*Exercise prompt*: Rewrite everything from the line containing "of the blurred" down to the end of the records, requests included, leaving the requests and their sample lines unchanged. In the answers, scale every polygon vertex coordinate by 1.45 and round each result to a whole number, with halves rounded up.

::::

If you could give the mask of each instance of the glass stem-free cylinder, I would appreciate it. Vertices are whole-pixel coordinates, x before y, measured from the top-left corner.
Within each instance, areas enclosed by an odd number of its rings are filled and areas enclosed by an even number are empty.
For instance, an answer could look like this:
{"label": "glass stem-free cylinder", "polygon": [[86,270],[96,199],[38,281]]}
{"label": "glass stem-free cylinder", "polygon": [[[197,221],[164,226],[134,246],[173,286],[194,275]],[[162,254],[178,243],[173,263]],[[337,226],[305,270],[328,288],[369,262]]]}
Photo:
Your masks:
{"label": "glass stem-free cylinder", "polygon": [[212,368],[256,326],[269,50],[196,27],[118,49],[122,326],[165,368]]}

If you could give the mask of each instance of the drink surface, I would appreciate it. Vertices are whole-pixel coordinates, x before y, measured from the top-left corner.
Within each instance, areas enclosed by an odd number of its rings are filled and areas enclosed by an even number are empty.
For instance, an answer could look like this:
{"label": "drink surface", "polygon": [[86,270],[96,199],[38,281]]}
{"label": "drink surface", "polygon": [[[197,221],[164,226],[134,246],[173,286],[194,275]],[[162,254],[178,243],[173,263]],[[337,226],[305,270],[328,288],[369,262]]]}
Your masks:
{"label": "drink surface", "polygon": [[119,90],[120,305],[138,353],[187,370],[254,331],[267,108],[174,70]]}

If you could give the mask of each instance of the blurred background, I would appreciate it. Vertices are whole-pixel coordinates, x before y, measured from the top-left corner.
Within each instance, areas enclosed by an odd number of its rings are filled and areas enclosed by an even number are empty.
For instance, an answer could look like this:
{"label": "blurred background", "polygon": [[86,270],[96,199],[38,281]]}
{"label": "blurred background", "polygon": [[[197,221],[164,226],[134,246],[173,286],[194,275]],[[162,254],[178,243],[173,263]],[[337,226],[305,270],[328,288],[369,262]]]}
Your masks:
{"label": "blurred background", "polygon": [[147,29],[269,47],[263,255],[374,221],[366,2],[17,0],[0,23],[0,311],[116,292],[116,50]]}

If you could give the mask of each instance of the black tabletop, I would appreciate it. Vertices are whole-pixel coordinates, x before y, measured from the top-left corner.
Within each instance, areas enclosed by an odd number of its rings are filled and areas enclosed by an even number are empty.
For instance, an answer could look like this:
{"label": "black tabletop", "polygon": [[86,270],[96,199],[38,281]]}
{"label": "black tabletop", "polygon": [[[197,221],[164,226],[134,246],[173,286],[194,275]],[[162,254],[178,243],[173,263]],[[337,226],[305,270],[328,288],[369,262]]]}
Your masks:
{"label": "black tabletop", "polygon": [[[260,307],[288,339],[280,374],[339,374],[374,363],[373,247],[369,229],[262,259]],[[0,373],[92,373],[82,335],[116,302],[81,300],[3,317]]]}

::::

*Written response*:
If you could give the mask of each instance of the blurred background, I would appreciate it. Vertices are whole-pixel coordinates, x before y, measured from the top-left corner.
Within each instance, areas enclosed by an odd number of its rings are filled and areas enclosed by an even number are empty.
For instance, an answer could look like this:
{"label": "blurred background", "polygon": [[86,270],[96,199],[38,281]]}
{"label": "blurred background", "polygon": [[[197,221],[164,226],[134,246],[173,286],[194,275]],[[162,254],[178,243],[173,263]],[[337,226],[305,270],[328,288],[369,262]]]}
Your masks:
{"label": "blurred background", "polygon": [[213,42],[390,68],[381,370],[542,320],[531,3],[25,0],[0,33],[0,451],[168,423],[168,73]]}

If you could give the mask of each instance of the black tabletop, I would appreciate it. Vertices are whole-pixel coordinates, x before y, measured from the top-left corner.
Within each instance, areas enclosed by an odd number of its rings are filled and areas enclosed by an even number are empty.
For instance, an answer could look like this:
{"label": "black tabletop", "polygon": [[86,270],[96,199],[38,281]]}
{"label": "black tabletop", "polygon": [[[197,221],[164,226],[134,246],[173,286],[194,275]],[[162,254],[178,243],[173,263]],[[337,226],[305,270],[328,288],[369,262]]]}
Your masks:
{"label": "black tabletop", "polygon": [[[377,445],[418,492],[406,542],[492,542],[542,526],[541,358],[535,332],[380,376]],[[0,541],[133,541],[119,486],[168,438],[117,435],[4,460]]]}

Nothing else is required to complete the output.